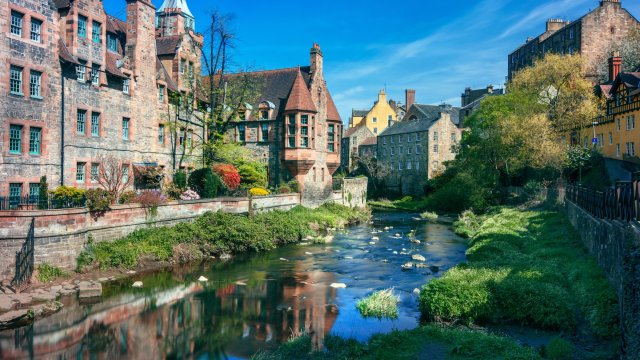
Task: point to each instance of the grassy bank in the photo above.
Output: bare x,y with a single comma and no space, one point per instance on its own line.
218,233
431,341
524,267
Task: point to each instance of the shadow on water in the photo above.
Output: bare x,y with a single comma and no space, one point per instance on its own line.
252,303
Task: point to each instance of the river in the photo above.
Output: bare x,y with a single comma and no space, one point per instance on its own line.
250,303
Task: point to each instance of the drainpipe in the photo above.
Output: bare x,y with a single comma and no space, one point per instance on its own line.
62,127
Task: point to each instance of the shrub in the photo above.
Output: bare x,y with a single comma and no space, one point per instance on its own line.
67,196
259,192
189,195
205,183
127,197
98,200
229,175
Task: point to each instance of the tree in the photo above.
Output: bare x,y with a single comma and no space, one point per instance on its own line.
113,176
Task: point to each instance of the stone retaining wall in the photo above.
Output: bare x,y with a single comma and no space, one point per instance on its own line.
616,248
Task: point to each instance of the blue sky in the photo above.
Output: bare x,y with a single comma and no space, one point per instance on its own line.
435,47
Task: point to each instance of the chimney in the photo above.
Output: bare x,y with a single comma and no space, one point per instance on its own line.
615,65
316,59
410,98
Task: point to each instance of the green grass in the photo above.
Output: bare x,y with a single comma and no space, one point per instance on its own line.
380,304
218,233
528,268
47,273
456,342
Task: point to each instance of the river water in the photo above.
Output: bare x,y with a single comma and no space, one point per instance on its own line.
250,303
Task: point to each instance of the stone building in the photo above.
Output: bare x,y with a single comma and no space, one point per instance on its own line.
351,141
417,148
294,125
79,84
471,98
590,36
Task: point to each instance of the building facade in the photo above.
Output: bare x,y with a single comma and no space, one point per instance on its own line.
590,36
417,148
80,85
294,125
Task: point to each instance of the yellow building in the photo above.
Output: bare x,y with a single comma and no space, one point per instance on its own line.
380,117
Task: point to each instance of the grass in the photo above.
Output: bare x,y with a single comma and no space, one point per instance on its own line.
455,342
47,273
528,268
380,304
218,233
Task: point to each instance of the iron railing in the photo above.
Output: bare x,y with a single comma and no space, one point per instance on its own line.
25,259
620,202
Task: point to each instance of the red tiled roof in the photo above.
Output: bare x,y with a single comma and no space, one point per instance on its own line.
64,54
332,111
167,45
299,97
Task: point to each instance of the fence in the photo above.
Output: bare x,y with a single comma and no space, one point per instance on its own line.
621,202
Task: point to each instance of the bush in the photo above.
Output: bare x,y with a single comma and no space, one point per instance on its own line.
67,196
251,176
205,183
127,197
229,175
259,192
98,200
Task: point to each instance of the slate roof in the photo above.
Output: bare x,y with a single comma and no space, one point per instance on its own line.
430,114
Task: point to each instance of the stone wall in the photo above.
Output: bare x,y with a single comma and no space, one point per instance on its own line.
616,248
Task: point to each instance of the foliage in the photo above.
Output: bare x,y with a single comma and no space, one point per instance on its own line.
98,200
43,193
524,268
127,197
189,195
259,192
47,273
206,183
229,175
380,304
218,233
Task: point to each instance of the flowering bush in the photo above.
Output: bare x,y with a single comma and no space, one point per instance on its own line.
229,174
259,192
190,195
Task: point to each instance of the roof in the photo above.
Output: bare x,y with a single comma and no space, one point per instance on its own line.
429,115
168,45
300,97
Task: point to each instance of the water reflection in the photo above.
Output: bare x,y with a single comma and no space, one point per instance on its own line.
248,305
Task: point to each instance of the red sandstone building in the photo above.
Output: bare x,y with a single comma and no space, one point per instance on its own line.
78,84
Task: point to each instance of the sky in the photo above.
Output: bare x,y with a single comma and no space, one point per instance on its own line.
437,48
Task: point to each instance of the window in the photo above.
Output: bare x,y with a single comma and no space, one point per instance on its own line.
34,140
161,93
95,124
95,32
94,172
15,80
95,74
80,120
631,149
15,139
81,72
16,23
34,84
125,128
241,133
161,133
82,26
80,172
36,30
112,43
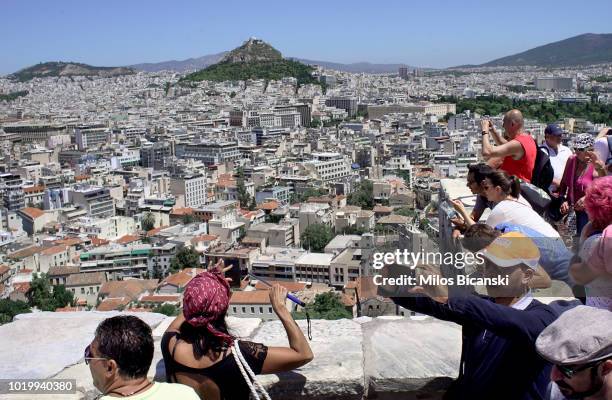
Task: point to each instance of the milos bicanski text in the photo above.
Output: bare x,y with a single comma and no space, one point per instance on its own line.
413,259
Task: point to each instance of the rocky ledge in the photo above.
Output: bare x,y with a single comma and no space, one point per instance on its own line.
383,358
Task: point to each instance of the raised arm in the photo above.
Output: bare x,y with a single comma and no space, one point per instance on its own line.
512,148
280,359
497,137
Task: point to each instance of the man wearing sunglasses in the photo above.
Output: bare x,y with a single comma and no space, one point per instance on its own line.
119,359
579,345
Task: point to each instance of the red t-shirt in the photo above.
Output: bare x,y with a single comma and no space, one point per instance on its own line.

☆ ☆ ☆

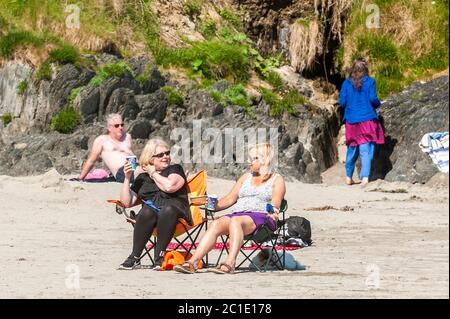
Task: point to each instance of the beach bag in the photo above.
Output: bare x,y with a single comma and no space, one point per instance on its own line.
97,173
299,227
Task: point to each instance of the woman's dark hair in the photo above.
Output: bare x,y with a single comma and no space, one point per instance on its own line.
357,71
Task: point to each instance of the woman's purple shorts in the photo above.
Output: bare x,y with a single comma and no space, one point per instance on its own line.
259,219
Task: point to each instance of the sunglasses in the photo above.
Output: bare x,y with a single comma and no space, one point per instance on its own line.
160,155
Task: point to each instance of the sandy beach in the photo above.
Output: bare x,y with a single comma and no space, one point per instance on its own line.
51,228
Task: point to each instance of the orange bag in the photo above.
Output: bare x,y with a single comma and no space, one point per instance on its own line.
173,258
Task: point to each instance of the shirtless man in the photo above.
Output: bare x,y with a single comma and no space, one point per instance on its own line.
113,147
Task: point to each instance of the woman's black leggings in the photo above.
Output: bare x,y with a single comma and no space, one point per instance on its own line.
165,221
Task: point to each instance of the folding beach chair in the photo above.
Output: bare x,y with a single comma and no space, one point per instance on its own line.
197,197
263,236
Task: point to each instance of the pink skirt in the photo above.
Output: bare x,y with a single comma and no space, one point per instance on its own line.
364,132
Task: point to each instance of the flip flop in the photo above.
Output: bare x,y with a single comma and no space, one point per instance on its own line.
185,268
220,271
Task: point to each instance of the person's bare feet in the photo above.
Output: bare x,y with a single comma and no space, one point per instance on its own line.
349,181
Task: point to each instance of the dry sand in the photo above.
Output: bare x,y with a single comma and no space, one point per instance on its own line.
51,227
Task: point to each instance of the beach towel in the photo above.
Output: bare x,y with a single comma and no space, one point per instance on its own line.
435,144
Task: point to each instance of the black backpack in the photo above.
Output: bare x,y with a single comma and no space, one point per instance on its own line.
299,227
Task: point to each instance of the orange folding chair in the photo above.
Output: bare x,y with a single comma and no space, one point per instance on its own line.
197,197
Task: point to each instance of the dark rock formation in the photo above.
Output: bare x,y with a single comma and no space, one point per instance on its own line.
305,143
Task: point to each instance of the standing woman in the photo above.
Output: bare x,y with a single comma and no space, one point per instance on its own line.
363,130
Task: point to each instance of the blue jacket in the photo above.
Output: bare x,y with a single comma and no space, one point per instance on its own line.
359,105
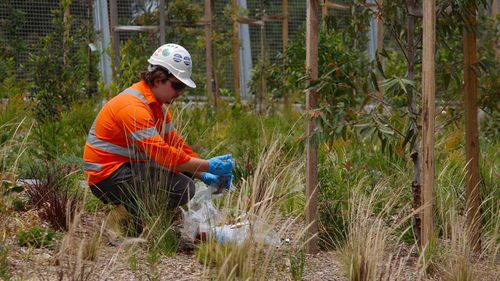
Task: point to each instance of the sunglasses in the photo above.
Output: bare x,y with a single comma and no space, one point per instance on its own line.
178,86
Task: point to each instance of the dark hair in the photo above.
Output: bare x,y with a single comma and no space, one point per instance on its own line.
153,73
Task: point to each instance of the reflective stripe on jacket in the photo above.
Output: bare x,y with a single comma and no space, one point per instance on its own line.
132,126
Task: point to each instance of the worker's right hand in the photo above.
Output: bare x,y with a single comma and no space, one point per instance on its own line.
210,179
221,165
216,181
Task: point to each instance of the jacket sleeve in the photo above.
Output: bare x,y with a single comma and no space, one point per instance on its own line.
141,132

☆ ☆ ☆

== Stated goal ==
Count the lines in the data above that contain the string "dark", treating uppercase and lowercase as different, and reply with that number alone.

== Reply ==
3